▸ List of tasks:
**A.** List every sum of money given in pounds in the article on Everton's points deduction.
**B.** Carry on the article about Everton's 10-point deduction and appeal from the point where it ends.

▸ Source document:
..........

Everton has officially appealed the unprecedented 10-point deduction imposed by an independent commission for financial rule breaches, marking the largest penalty in Premier League history. The Toffees admitted the breach but expressed shock and disappointment at the severity of the punishment.
Everton's appeal will be heard by an appointed board before the end of the season. The points deduction dropped Everton from 14th to 19th place in the Premier League table, prompting protests from fans and concerns raised by regional politicians, including Mayor of Liverpool Steve Rotheram and Mayor for Greater Manchester Andy Burnham, an Everton season ticket-holder.
The independent commission determined that Everton's losses for the 2021-22 season amounted to £124.5 million, exceeding the £105 million limit for English top-flight clubs over three years. Everton argued that interest payments on loans for their new £760 million stadium should be considered permissible "add backs" for profit and sustainability calculations.

..........

Saved entries:
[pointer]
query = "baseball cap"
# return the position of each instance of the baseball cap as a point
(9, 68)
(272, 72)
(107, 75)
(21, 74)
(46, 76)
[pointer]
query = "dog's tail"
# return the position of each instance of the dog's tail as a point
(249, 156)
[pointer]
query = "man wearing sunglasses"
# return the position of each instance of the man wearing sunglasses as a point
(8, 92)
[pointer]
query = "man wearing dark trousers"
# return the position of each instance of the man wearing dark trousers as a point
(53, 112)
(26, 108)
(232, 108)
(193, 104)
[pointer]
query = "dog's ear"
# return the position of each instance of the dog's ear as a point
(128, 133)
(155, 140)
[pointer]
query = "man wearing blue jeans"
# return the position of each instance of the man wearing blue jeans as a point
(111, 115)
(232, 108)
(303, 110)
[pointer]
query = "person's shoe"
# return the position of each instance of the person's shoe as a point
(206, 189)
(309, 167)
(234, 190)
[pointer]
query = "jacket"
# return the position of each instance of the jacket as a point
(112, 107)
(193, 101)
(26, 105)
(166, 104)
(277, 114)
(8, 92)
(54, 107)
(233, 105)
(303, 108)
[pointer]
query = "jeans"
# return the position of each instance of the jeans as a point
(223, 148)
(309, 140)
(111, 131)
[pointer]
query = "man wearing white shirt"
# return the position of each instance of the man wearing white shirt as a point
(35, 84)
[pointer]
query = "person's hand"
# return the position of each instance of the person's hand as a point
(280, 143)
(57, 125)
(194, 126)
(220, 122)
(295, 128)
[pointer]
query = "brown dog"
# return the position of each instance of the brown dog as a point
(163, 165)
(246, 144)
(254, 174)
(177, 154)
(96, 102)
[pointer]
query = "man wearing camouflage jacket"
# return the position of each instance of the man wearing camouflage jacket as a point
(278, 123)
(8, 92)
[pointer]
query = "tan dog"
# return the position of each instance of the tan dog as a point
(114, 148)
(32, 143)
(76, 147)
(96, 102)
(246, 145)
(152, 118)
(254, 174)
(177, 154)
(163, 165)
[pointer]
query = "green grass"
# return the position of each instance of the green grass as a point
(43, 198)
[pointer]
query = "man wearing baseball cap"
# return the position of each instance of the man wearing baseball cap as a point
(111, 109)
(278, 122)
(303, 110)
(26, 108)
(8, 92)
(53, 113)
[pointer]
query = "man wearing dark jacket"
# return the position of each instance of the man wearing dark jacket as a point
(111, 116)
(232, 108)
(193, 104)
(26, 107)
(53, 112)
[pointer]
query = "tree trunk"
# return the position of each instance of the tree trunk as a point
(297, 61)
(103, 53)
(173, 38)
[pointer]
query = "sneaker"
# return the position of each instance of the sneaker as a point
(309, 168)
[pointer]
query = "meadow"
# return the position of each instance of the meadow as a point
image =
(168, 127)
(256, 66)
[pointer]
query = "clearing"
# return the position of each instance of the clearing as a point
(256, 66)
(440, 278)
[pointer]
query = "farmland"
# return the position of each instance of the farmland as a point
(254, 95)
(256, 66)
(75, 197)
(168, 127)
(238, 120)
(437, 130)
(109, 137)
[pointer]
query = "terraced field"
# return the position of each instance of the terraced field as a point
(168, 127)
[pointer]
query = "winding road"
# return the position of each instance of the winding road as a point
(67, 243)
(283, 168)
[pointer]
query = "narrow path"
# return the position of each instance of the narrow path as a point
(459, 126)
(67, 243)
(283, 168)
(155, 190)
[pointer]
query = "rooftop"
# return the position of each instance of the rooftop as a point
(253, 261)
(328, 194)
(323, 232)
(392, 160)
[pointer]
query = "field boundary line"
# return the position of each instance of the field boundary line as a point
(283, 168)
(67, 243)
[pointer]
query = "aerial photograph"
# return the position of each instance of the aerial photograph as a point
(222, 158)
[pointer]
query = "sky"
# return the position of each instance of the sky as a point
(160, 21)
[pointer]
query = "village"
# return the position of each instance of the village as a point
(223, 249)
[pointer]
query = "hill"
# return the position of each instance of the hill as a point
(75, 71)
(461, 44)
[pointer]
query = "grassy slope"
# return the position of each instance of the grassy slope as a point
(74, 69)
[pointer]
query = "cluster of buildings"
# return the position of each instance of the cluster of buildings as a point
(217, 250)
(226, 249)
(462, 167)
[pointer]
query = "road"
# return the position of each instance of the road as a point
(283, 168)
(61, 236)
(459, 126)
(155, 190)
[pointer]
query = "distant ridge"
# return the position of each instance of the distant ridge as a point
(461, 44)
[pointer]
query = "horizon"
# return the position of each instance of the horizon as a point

..........

▸ Responses by item number:
**A.** £124.5 million, £105 million, £760 million

**B.**
However, the commission disagreed, rejecting the club's claims of mitigating factors, including compliance with the Premier League process, the impact of the Russia-Ukraine war on the loss of sponsorship, and the pandemic's effect on the transfer market.
In addition to the Premier League penalty, Everton faces potential compensation claims from Burnley, Leeds, Nottingham Forest, Leicester, and Southampton. A ruling from May indicated that these clubs may have a case for compensation, as they were relegated over the past two seasons.
Clubs have 28 days from the ruling date to decide whether to pursue a claim, adding further financial uncertainty to Everton's situation. The appeal process will determine whether the initial penalty is fair or should be adjusted.